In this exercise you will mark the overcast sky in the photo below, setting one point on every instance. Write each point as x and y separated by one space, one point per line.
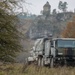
35 6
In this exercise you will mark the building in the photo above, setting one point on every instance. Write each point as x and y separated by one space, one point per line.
47 9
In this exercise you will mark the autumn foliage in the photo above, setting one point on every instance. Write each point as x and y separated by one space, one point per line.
69 32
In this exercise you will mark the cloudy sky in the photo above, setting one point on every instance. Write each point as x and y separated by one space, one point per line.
35 6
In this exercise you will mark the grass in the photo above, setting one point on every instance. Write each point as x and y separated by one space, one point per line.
21 69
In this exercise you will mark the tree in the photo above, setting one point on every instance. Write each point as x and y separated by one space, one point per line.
9 35
62 6
69 32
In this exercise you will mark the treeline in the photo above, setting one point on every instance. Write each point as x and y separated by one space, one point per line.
9 35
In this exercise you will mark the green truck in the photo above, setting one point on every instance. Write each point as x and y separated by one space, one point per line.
54 51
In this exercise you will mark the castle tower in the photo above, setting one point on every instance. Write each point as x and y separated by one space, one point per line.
46 9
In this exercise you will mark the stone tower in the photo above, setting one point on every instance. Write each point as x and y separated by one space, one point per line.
46 9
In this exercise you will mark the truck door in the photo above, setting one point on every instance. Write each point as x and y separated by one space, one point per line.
47 47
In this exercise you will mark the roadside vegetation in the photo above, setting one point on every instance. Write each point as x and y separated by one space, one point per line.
21 69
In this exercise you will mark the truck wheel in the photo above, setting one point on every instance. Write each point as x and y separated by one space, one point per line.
52 63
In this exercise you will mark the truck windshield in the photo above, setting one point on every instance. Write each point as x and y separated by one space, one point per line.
66 43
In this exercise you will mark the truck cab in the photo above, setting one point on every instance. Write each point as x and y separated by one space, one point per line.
53 51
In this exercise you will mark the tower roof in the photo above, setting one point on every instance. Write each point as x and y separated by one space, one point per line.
47 4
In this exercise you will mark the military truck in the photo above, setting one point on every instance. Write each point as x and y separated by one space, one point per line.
54 51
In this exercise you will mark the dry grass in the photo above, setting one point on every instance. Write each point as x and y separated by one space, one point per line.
21 69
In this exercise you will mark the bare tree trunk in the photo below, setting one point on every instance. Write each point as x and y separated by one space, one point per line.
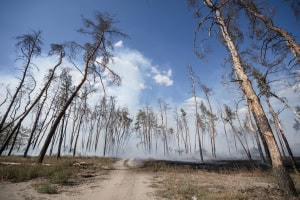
282 176
289 40
282 135
33 42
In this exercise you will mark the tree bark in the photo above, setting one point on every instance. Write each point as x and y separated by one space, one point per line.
282 176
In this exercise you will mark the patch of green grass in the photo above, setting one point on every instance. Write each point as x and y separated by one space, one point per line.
60 175
23 172
46 188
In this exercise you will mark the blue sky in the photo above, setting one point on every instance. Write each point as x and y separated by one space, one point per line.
152 62
161 33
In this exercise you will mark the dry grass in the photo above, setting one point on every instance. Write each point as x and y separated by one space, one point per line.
180 183
53 172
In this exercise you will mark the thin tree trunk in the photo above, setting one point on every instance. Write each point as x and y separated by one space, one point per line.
282 176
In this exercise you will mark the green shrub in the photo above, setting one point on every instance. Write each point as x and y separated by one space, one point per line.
46 188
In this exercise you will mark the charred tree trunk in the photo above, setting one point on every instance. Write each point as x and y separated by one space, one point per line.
282 176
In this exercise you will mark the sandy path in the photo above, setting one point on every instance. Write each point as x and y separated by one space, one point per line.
122 183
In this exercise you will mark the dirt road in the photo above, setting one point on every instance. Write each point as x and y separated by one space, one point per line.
123 182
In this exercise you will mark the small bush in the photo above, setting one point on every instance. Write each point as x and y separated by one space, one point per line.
46 188
19 173
60 176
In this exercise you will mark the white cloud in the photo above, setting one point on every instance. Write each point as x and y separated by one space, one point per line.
162 78
118 44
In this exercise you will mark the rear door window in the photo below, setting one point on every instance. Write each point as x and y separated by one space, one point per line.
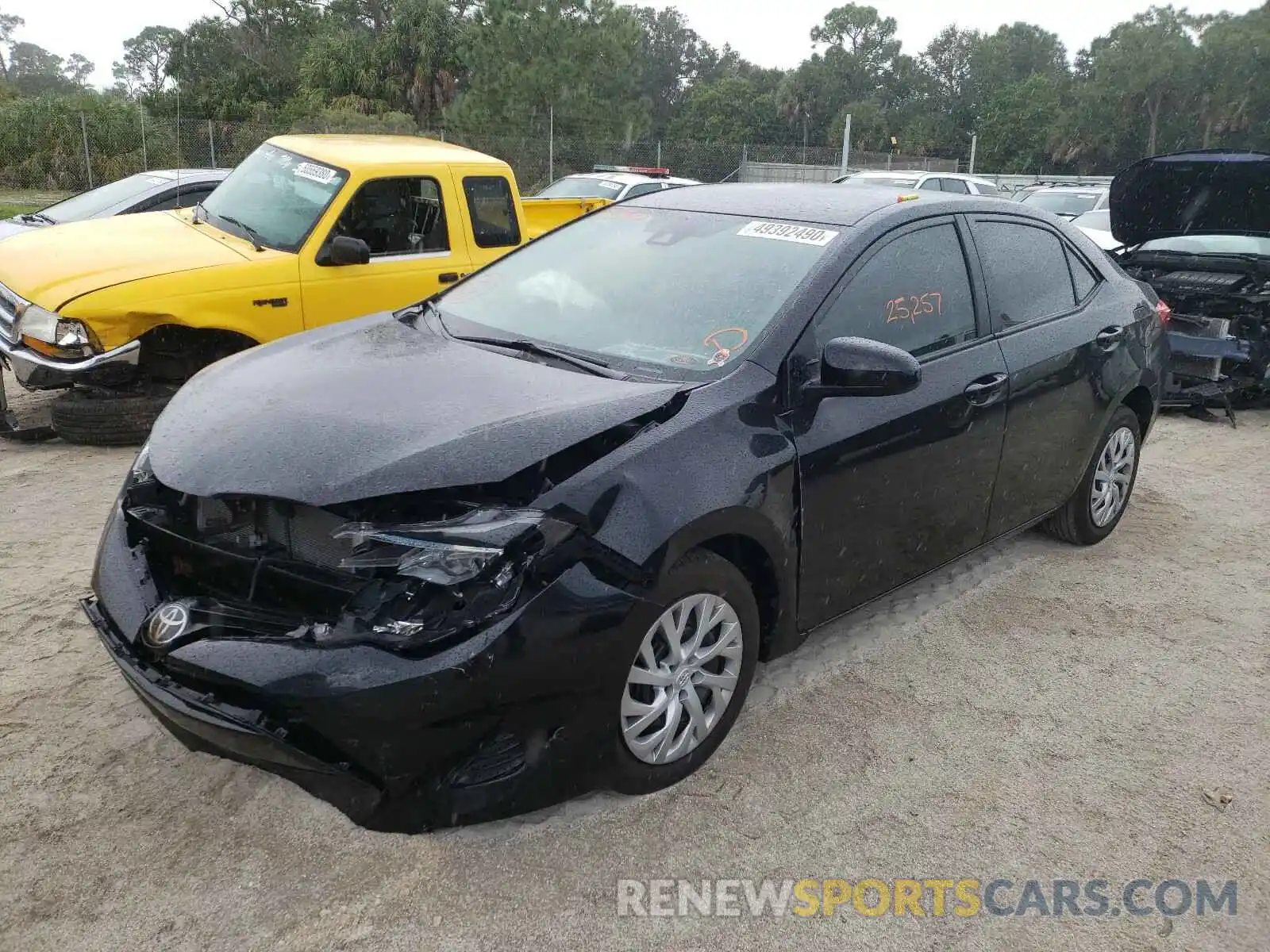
397 217
186 198
643 190
914 292
493 211
1026 268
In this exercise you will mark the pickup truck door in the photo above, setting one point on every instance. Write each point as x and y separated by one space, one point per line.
418 234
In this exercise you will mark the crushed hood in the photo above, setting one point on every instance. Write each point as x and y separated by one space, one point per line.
372 408
1204 192
60 263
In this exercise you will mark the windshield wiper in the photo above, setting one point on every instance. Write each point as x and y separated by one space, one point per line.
1237 255
251 232
591 365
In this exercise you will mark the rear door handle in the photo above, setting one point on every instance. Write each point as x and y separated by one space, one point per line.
1109 338
986 390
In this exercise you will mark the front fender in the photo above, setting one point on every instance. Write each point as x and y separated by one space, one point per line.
260 300
723 467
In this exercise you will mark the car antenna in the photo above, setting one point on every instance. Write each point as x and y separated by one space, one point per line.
184 52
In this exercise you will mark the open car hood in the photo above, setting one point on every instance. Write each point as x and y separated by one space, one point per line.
371 408
1203 192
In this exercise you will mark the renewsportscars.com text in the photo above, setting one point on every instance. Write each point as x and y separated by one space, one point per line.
926 898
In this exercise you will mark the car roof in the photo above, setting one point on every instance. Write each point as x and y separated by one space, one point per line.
1072 187
821 203
920 175
632 178
383 150
188 175
883 175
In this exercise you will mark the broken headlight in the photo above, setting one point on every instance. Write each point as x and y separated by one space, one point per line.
48 332
431 582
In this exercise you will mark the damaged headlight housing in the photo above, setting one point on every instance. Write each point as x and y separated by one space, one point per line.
52 334
432 582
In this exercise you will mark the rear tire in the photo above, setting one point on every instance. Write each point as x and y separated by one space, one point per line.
702 585
1091 514
108 419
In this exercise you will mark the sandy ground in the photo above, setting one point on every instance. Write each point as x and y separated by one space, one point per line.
1033 711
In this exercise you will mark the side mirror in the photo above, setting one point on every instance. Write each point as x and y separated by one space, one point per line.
863 367
344 249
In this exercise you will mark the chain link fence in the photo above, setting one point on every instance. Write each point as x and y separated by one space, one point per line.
69 152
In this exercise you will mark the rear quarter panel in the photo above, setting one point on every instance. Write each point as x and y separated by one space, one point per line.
543 215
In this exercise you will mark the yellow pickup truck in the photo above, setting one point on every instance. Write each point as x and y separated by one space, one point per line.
305 232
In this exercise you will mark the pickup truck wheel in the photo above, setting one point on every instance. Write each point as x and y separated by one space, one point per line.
1100 501
108 419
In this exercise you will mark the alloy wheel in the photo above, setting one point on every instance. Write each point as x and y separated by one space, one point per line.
683 679
1111 476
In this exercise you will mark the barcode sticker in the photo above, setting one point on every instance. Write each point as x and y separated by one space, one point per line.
317 173
783 232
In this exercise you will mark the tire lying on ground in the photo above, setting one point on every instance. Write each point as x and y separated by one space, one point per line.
108 419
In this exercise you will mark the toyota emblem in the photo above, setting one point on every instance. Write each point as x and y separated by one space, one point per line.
168 624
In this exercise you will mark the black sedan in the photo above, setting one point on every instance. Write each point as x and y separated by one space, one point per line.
533 536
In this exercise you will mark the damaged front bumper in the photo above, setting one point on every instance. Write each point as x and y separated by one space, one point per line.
201 723
38 372
511 717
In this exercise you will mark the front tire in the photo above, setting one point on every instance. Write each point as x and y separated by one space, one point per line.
694 647
108 419
1099 503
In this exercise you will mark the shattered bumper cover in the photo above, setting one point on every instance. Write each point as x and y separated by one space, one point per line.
203 724
511 719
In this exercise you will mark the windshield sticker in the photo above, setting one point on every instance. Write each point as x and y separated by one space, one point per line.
800 234
315 173
722 353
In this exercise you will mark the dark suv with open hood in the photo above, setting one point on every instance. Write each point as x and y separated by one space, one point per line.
1197 228
533 535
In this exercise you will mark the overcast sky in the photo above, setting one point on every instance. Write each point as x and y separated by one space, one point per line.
762 31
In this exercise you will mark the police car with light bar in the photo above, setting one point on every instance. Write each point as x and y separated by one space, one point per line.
615 183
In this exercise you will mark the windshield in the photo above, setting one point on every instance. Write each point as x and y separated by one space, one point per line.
897 182
582 187
1070 203
1212 245
276 194
694 291
88 205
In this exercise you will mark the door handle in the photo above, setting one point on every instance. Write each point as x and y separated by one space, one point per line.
987 390
1109 338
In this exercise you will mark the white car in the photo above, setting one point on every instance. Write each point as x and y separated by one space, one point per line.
614 182
1098 226
924 182
1068 201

________

Write out exactly the final stretch of the records: the line containing "overcast sky in the photo above, setting" and every line after it, through the last, and nothing else.

### EXERCISE SOLUTION
In this exercise you will mark the overcast sky in the photo above, setting one point on every instance. Write each point as x and y separated by one space, one point per line.
762 31
In this exercise you will mark the police car with light bar in the photo above, setting one point on every instance. Write each point as x and y separated by one space, one point per line.
615 183
In this exercise you will mark the windshield in the photo above, setting one point on every instance. Write each point as x and y separated by one space, one point per line.
897 182
582 187
1070 203
1212 245
276 194
694 291
88 205
In this exercise you will mark the door handle in the photo above, setting one point on every instance. Write each point as x and y separated by one space, one point per line.
987 390
1109 338
In this exercise you will mark the white car in the photo above, setting one point on every instance. Write each point as x and y separated by one space, one point per line.
614 182
1098 226
924 182
1068 201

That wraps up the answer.